Directive
In the listing below, reproduce the lines word for word, starting at the line that contains "[locate] side brick arch (one dot each)" and continuing through the end of the listing. Leave out any pictures.

<<<<

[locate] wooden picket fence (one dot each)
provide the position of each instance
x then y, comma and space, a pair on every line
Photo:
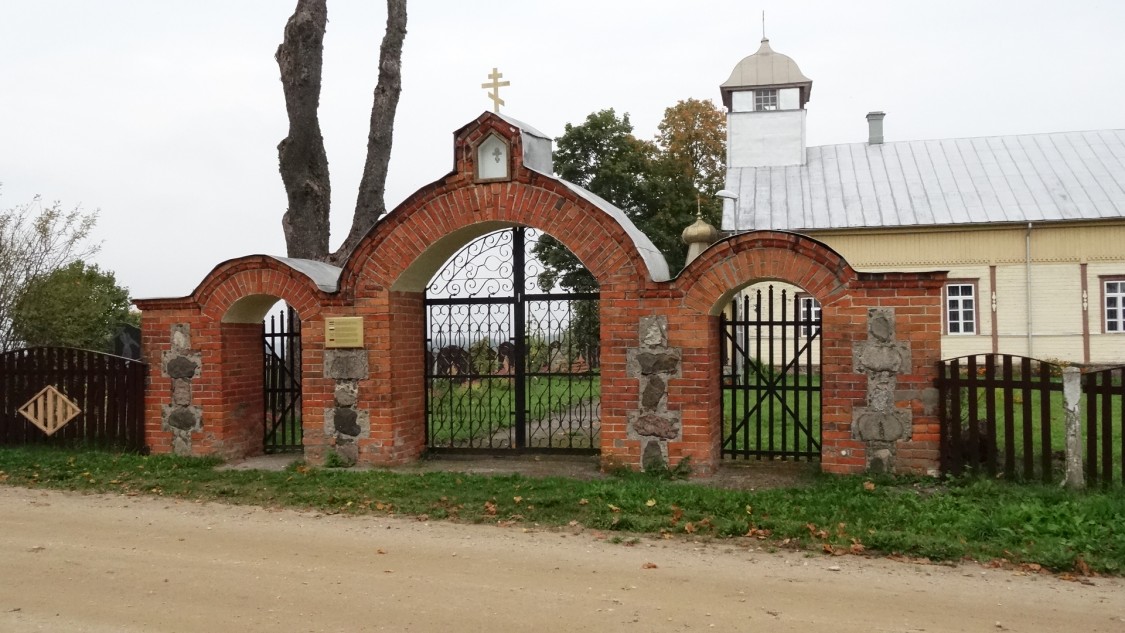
1005, 416
62, 396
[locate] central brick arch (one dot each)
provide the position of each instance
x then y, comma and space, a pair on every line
387, 274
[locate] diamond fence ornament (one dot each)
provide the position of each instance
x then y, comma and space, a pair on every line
50, 409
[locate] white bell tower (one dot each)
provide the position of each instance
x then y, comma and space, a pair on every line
765, 99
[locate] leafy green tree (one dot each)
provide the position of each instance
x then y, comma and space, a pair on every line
36, 240
74, 306
659, 184
689, 170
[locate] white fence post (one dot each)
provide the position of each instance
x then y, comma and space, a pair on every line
1072, 403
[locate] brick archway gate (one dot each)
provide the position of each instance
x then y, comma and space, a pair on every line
511, 358
388, 273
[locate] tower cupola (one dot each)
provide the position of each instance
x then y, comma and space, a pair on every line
765, 98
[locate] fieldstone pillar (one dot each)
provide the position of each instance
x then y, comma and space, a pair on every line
881, 423
654, 363
182, 364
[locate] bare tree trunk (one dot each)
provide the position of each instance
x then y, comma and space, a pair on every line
370, 204
304, 164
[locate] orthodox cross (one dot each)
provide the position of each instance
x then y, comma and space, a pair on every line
495, 86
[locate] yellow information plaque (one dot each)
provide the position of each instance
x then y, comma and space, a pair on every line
343, 332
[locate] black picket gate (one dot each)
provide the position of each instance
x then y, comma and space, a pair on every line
510, 365
63, 396
770, 351
281, 353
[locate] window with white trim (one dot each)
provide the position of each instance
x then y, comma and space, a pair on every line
765, 99
810, 312
961, 308
1114, 297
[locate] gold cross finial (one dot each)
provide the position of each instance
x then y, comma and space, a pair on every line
495, 86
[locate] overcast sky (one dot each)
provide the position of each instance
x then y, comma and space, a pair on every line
165, 115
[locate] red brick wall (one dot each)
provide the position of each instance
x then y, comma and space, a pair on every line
385, 279
241, 412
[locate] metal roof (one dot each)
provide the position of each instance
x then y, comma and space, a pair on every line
1070, 175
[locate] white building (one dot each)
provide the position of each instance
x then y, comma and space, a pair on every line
1031, 227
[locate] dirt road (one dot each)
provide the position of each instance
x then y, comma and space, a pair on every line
108, 563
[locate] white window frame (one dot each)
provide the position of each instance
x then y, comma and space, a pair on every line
954, 304
1113, 305
810, 309
765, 100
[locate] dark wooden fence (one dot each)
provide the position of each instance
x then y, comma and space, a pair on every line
107, 390
1005, 415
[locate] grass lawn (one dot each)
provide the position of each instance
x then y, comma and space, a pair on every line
469, 413
980, 518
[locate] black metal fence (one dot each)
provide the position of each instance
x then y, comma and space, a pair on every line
62, 396
1005, 415
281, 346
770, 350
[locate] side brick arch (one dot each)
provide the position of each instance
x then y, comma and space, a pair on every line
205, 353
872, 416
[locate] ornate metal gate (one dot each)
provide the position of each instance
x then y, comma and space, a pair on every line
511, 360
281, 346
771, 377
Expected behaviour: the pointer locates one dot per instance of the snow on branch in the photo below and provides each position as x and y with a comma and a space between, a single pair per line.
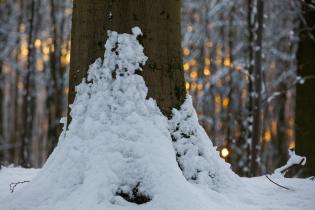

>>>>

Problem solution
[locate] side brick arch (one dot each)
provide the position of each instance
x then y, comma and space, a pair on every line
205, 353
872, 416
[locate] ornate metal gate (one dot each)
provide the position of each instance
x then y, comma and space, a pair on every line
511, 360
281, 346
771, 377
Expected behaviour: the pointer locates one dot per instance of the snow on branch in the photo below and provides each position as x and y with a comma and a space between, a single pair per line.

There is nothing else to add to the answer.